Saved entries
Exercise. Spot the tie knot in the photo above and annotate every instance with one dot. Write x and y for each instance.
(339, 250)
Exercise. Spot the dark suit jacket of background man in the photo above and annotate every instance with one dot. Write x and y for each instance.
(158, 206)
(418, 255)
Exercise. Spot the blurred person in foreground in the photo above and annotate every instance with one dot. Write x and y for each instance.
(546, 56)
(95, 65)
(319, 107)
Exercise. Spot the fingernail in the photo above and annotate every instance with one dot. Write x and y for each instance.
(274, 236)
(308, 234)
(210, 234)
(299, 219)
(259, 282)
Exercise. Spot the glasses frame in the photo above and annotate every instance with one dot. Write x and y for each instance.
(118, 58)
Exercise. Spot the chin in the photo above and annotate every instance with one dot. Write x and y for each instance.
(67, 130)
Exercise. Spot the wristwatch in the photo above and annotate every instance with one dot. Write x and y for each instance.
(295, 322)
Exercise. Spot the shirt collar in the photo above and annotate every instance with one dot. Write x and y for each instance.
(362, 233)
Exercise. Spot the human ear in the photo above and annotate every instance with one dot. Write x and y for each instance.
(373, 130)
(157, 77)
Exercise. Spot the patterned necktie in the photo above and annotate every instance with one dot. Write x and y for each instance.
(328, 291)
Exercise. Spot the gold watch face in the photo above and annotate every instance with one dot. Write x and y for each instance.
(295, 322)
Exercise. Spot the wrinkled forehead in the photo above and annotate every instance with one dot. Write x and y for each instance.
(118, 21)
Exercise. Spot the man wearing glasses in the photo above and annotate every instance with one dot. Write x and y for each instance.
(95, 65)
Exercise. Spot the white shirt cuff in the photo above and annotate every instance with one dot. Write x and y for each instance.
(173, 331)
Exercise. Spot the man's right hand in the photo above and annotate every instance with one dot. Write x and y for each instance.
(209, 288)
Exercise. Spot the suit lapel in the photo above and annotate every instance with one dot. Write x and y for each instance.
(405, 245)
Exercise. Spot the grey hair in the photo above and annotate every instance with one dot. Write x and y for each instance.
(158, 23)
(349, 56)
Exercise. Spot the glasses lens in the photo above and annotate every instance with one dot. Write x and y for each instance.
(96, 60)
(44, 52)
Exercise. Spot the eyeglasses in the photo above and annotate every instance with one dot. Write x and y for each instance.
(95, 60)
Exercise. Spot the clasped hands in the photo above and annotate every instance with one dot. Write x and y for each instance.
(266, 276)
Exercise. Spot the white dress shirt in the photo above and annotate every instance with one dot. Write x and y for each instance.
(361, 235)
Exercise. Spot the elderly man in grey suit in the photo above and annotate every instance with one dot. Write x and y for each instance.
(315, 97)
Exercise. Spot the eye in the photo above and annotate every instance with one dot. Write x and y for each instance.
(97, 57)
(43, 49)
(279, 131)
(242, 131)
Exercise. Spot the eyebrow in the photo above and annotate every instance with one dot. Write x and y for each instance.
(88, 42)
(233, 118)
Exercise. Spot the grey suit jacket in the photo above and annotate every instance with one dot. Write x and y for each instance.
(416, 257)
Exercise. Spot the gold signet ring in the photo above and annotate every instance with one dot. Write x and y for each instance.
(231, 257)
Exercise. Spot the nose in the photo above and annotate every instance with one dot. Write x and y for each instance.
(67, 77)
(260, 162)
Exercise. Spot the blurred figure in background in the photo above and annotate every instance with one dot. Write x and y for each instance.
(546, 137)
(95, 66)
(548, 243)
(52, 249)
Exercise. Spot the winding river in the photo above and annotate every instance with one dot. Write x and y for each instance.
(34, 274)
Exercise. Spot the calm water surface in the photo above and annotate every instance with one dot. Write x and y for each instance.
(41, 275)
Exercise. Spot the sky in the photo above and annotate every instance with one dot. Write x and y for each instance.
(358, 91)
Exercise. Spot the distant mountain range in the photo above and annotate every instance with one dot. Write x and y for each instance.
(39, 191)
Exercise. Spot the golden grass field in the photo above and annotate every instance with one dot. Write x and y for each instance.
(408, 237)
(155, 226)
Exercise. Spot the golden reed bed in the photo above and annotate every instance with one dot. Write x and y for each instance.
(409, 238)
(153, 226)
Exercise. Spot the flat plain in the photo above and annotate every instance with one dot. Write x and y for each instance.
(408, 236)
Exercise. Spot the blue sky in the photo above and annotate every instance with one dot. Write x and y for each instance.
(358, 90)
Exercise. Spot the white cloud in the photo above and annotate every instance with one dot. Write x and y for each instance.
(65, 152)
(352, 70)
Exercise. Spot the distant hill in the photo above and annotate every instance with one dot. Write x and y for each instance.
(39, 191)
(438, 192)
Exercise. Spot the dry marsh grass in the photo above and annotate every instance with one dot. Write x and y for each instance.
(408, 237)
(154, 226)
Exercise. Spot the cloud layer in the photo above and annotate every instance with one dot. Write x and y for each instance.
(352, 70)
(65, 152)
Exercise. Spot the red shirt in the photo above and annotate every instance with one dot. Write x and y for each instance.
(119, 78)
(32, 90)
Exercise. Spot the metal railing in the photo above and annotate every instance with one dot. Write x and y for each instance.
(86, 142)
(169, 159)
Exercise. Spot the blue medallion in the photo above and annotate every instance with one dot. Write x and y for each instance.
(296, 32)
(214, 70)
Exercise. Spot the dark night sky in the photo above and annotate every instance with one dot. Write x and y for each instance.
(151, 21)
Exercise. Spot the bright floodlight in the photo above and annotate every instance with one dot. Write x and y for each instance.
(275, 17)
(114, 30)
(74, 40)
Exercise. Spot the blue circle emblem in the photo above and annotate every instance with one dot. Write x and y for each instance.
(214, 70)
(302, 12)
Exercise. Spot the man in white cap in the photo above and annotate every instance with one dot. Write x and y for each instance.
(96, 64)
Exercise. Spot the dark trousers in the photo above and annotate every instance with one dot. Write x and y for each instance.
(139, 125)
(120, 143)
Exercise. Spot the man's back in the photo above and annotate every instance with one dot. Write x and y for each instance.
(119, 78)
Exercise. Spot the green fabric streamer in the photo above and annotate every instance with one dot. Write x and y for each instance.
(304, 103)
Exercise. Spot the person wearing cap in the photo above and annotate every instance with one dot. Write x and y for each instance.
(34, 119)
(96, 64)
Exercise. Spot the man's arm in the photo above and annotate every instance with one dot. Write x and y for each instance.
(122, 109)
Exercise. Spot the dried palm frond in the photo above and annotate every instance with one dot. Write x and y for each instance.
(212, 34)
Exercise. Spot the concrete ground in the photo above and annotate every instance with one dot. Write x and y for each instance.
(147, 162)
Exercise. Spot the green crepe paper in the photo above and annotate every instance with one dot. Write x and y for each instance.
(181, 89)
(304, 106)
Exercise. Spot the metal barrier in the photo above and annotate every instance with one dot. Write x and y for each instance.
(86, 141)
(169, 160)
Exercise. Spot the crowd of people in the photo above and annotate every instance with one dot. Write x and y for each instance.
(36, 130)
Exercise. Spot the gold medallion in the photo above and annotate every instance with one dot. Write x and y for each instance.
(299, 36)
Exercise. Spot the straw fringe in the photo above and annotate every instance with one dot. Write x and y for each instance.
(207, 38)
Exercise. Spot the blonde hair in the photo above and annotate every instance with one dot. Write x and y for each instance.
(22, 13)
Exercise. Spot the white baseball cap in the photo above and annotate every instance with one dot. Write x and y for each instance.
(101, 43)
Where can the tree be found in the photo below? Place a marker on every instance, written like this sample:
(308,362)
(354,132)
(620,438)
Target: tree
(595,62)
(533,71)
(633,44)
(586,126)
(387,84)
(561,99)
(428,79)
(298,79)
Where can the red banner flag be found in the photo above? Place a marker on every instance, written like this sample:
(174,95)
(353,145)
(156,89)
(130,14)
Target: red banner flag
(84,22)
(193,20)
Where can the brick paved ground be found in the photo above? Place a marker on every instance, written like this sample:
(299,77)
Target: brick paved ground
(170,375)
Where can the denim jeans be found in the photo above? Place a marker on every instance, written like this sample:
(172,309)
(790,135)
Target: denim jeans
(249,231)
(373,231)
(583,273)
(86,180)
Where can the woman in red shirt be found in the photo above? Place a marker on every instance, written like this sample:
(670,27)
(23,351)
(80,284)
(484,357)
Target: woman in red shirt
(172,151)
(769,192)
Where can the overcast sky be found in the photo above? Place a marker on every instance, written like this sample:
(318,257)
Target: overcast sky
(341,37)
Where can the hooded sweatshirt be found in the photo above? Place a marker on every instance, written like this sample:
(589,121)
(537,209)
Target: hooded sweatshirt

TASK DIRECTIONS:
Scan the lines above for "sweatshirt", then copy every one that has it.

EXERCISE OUTPUT:
Where can the hooded sweatshirt be found in the photo above? Place a marker on every instance, written like this sample:
Target: hooded sweatshirt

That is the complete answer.